Repeat exactly, and only, the lines from the line containing "the dark blue" through the last line of the records below, including both.

[RECORDS SHOWN — start]

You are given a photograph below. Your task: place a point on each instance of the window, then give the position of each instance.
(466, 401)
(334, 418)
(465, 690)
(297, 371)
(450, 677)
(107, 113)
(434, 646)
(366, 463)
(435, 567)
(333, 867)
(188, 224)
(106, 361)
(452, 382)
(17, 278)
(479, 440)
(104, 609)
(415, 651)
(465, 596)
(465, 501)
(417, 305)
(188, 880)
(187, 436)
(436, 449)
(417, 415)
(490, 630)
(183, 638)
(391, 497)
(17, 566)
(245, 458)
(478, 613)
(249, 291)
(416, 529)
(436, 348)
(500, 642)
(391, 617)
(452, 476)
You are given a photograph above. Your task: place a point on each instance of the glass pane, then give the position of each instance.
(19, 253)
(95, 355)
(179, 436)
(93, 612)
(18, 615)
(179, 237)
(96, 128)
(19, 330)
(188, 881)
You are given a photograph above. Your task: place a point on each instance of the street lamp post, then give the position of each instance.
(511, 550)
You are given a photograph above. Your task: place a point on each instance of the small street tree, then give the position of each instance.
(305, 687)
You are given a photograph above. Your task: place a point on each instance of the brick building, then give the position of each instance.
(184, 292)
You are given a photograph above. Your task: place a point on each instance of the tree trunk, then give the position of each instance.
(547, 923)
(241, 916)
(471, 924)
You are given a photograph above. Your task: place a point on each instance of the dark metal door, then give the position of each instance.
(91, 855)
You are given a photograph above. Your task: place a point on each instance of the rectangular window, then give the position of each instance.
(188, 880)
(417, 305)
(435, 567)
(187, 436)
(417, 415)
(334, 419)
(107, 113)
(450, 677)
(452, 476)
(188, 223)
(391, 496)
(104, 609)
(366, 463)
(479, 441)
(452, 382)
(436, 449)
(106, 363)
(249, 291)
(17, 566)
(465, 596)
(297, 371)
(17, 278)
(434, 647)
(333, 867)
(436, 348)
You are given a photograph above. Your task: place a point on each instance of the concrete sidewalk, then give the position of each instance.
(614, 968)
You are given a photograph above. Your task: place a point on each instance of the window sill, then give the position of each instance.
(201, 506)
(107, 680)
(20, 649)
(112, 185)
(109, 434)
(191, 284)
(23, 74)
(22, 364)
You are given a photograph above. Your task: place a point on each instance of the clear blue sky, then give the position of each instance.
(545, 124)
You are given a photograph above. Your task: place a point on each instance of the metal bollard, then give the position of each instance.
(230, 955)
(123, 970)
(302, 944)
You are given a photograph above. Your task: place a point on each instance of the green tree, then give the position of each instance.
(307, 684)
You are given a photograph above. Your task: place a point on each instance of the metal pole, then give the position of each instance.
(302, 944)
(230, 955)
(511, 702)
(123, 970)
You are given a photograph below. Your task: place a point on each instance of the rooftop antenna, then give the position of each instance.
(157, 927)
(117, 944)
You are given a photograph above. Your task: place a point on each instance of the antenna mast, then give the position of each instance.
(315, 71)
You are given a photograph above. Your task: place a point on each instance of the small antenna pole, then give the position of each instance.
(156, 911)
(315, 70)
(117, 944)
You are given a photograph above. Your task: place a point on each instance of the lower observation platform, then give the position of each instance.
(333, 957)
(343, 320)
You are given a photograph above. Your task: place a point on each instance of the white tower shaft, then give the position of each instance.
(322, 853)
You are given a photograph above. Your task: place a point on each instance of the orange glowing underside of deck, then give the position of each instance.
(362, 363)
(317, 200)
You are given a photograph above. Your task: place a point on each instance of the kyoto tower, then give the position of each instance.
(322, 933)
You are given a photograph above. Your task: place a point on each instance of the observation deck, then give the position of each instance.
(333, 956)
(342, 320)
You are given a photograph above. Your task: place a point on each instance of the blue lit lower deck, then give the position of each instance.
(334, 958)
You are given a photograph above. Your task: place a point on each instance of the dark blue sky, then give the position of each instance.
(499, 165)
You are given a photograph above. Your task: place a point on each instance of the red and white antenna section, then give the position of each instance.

[RECORDS SHOWN — finish]

> _TASK ANSWER_:
You are given a photograph above. Your task: place a point on each instance of the dark blue sky, then give the position of each instance.
(499, 165)
You are given a photograph above. Your task: place a point on each instance of the red and white antenna section, then give the position of each instance.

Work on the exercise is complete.